TO DO
Rewrite every entry below, changing "JSON array" to "JSON list" and keeping all other text the same.

MATERIAL SUPPLIED
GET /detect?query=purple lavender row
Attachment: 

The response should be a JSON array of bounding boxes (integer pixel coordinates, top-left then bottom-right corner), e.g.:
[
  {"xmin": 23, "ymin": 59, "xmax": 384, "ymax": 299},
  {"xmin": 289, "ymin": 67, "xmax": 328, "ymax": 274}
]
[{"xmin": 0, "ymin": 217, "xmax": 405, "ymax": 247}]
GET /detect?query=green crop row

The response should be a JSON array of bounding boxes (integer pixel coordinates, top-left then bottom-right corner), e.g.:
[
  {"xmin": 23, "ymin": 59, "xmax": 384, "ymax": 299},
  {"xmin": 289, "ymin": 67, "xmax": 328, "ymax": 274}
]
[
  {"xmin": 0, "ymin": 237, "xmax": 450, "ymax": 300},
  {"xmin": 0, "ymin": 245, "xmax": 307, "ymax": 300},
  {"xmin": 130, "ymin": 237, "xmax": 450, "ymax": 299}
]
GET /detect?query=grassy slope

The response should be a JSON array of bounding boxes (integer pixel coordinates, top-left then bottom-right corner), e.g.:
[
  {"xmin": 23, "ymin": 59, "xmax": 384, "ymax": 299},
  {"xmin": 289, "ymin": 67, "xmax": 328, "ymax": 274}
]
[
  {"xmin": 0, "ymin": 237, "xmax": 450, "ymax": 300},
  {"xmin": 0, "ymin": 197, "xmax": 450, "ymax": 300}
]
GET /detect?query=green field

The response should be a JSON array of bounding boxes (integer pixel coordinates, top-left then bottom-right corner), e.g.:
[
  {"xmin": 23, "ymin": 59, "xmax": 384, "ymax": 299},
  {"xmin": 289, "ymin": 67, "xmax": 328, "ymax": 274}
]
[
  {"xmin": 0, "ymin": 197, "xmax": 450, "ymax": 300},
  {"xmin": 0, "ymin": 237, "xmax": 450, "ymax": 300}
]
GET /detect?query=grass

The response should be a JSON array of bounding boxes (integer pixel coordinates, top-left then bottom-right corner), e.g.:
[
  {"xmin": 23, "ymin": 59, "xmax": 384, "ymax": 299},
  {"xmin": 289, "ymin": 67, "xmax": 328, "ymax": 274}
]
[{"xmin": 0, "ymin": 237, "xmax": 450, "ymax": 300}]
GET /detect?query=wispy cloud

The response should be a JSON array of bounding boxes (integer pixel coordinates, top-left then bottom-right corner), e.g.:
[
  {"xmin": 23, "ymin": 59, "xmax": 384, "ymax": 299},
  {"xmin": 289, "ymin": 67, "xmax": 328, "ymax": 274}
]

ANSWER
GET /detect?query=purple lavender row
Attachment: 

The response should be a JSON list of bounding boxes (integer pixel coordinates, top-left then bottom-right corner), e.g.:
[
  {"xmin": 23, "ymin": 59, "xmax": 384, "ymax": 299},
  {"xmin": 289, "ymin": 67, "xmax": 328, "ymax": 274}
]
[{"xmin": 0, "ymin": 217, "xmax": 405, "ymax": 247}]
GET /detect?query=green crop row

The response should be a JSON list of bounding boxes (integer pixel coordinates, top-left then bottom-right corner), e.g.:
[
  {"xmin": 23, "ymin": 59, "xmax": 384, "ymax": 299},
  {"xmin": 289, "ymin": 67, "xmax": 328, "ymax": 274}
]
[
  {"xmin": 0, "ymin": 237, "xmax": 450, "ymax": 300},
  {"xmin": 0, "ymin": 245, "xmax": 307, "ymax": 300},
  {"xmin": 130, "ymin": 237, "xmax": 450, "ymax": 299}
]
GET /detect?query=grassy slope

The response should be a JSON list of bounding boxes (integer pixel coordinates, top-left then bottom-right corner), e.g.:
[
  {"xmin": 23, "ymin": 59, "xmax": 384, "ymax": 299},
  {"xmin": 289, "ymin": 67, "xmax": 328, "ymax": 274}
]
[
  {"xmin": 0, "ymin": 237, "xmax": 450, "ymax": 300},
  {"xmin": 0, "ymin": 197, "xmax": 450, "ymax": 300}
]
GET /detect?query=green field

The response should be a JSON list of bounding boxes (integer pixel coordinates, top-left then bottom-right corner), e.g.:
[
  {"xmin": 23, "ymin": 59, "xmax": 384, "ymax": 299},
  {"xmin": 289, "ymin": 67, "xmax": 328, "ymax": 274}
]
[
  {"xmin": 0, "ymin": 197, "xmax": 450, "ymax": 300},
  {"xmin": 0, "ymin": 237, "xmax": 450, "ymax": 300}
]
GET /detect?query=grass

The response should be a JSON list of bounding boxes (integer pixel coordinates, top-left then bottom-right corner), e.g.:
[
  {"xmin": 23, "ymin": 59, "xmax": 384, "ymax": 299},
  {"xmin": 289, "ymin": 67, "xmax": 328, "ymax": 274}
]
[{"xmin": 0, "ymin": 237, "xmax": 450, "ymax": 300}]
GET /detect?query=wispy cloud

The response should be a JSON list of bounding boxes (integer pixel coordinates, top-left then bottom-right corner), e.g.:
[
  {"xmin": 23, "ymin": 59, "xmax": 384, "ymax": 299},
  {"xmin": 289, "ymin": 67, "xmax": 328, "ymax": 274}
]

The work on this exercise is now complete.